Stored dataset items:
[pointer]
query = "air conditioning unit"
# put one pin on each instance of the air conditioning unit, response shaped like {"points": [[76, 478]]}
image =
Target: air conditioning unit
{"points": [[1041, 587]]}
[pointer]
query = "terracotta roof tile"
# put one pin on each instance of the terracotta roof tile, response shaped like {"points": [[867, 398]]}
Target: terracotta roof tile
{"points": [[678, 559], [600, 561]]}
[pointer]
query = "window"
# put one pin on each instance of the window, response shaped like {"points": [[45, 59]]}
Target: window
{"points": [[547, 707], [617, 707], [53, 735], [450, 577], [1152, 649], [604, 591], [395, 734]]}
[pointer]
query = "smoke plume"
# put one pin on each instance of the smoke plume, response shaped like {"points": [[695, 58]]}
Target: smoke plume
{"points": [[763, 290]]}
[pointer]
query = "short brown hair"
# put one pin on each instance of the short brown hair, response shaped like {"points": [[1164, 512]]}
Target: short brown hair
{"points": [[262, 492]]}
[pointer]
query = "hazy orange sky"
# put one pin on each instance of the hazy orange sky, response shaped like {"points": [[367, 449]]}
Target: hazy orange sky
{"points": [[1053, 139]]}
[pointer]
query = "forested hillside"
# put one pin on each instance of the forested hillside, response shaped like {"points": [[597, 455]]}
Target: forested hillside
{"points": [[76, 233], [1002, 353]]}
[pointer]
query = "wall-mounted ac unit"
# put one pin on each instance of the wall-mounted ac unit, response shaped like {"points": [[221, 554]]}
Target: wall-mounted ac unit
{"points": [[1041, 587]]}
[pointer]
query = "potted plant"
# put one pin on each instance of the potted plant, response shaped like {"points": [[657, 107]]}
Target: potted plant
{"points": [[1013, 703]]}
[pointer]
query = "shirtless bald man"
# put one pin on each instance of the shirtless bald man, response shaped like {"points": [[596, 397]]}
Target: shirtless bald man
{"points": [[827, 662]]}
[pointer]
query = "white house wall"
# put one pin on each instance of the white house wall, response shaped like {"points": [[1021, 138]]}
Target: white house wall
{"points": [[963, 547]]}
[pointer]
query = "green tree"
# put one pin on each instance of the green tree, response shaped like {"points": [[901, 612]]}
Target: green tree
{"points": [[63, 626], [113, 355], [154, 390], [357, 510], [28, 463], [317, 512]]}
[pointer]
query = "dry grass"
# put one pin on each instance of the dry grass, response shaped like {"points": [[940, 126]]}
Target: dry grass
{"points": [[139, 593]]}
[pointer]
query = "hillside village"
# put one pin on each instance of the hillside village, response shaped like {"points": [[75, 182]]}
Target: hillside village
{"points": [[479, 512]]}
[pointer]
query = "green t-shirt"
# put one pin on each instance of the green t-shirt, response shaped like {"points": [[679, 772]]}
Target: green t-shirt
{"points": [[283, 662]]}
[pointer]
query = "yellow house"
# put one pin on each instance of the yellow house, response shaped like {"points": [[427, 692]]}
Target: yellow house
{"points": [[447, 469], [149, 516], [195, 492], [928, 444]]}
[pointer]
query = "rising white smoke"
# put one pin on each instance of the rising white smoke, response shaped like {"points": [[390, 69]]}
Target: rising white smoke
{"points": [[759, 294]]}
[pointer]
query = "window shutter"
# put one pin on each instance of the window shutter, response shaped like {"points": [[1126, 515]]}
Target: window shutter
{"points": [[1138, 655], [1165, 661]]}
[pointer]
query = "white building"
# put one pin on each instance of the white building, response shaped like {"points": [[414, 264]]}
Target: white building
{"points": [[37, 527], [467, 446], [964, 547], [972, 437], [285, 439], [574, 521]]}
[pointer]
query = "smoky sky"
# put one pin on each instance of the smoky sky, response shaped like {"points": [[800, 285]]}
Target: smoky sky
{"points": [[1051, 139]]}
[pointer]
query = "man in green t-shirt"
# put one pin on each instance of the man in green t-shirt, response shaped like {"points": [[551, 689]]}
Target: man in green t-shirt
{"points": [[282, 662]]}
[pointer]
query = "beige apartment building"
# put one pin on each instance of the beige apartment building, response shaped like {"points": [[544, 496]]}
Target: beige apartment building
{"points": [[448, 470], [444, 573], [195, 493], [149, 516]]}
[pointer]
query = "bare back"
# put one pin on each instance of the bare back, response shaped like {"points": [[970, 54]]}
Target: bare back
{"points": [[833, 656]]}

Written problem | Recopy the entries above exactly, with every line included.

Full solution |
[pointer]
query = "air conditioning unit"
# put one pin on each instance of the air conditioning unit, response shaped like {"points": [[76, 478]]}
image =
Target: air conditioning unit
{"points": [[1041, 587]]}
[pointer]
query = "terracotta roof tile"
# put one pin on each instance of the terracotta roof tile, response shaped like {"points": [[867, 398]]}
Target: terracotta roof tile
{"points": [[678, 559], [600, 561]]}
[pointer]
query = "window"
# put one pin on each instance of the window, response shaped like {"points": [[45, 59]]}
Target: window
{"points": [[547, 707], [617, 707], [53, 735], [450, 577], [1152, 649], [604, 591], [395, 734]]}
[pointer]
query = "smoke plume"
# put one pin on each instance of the smoke plume, response shaped like {"points": [[695, 58]]}
Target: smoke plume
{"points": [[763, 290]]}
[pointer]
query = "short brown hair"
# put one pin on each instance of the short brown hair, response shaped like {"points": [[1164, 512]]}
Target: short brown hair
{"points": [[262, 492]]}
[pointer]
query = "hazy orange sky"
# put one pin on each instance of the hazy orange sky, response shaped like {"points": [[367, 449]]}
Target: hazy orange sky
{"points": [[1053, 139]]}
[pointer]
query = "forested hillside"
# put one pin on each instance of the forested hillside, response shaped like {"points": [[597, 455]]}
Target: forested hillside
{"points": [[76, 233], [1002, 353]]}
[pointer]
query = "wall-mounted ac unit"
# put one pin on each instance of the wall-mounted ac unit, response shaped like {"points": [[221, 554]]}
Target: wall-mounted ac unit
{"points": [[1041, 587]]}
[pointer]
query = "potted plant"
# put one pin on each instance of the potted plant, response shaped like {"points": [[657, 107]]}
Target: potted plant
{"points": [[1013, 703]]}
[pointer]
query = "shirtless bald man"
# put one pin on each instance of the shirtless bald man, response shaped like {"points": [[596, 397]]}
Target: shirtless bald man
{"points": [[827, 662]]}
[pointer]
query = "white house wall"
# put one pin on each instance of the white house wall, response shaped like {"points": [[1021, 138]]}
Target: white house wall
{"points": [[963, 547]]}
[pointer]
query = "green tree"
# put one pin on each instance of the green tree, response shaped like {"points": [[901, 612]]}
Target: green tree
{"points": [[63, 626], [113, 355], [154, 390], [357, 510], [28, 463], [317, 512]]}
[pointer]
query = "dry grass"
# put one pin on each instance of the dry grass, response shaped like {"points": [[940, 126]]}
Target: dry grass
{"points": [[139, 593]]}
[pointer]
query = "hillside village"
# put one pin on each instance of the hillside village, response shaped like {"points": [[75, 182]]}
Target: hillside village
{"points": [[479, 512]]}
[pointer]
query = "green t-shirt"
# put one pin on each instance of the green t-shirt, response shaped like {"points": [[679, 772]]}
Target: green t-shirt
{"points": [[283, 662]]}
[pointer]
query = "yellow house"
# put one pin on each instance of the yellow house, response shaped like {"points": [[427, 692]]}
Target: yellow house
{"points": [[447, 469], [149, 516], [195, 492], [928, 444]]}
[pointer]
query = "rising white smoke"
# put one pin on each instance of the rising white smoke, response shaped like {"points": [[390, 69]]}
Target: rising white smoke
{"points": [[759, 294]]}
[pointer]
query = "window shutter"
# put one pin on each instance of the window shutter, response shaped like {"points": [[1126, 515]]}
Target: window shutter
{"points": [[1138, 655], [1165, 661]]}
[pointer]
query = "white building"
# put one pin on each instance of the white building, response shaped like {"points": [[414, 264]]}
Target: white building
{"points": [[37, 527], [467, 446], [964, 547], [972, 437], [285, 439], [574, 521]]}
[pointer]
query = "smoky sky"
# put one pin on each instance of the smoky sky, response shaped like {"points": [[800, 285]]}
Target: smoky sky
{"points": [[1051, 139]]}
[pointer]
query = "man in green t-shirt"
# put one pin on each instance of the man in green t-shirt, response shaped like {"points": [[551, 689]]}
Target: man in green t-shirt
{"points": [[282, 662]]}
[pointer]
query = "beige apartment building"
# put one pin on each instance of the beige apartment building, response shaped like {"points": [[544, 496]]}
Target: beige apartment building
{"points": [[448, 470], [444, 573], [195, 493], [149, 516]]}
[pointer]
query = "bare back"
# put one pin on each instance of the bare back, response shaped like {"points": [[970, 54]]}
Target: bare back
{"points": [[833, 656]]}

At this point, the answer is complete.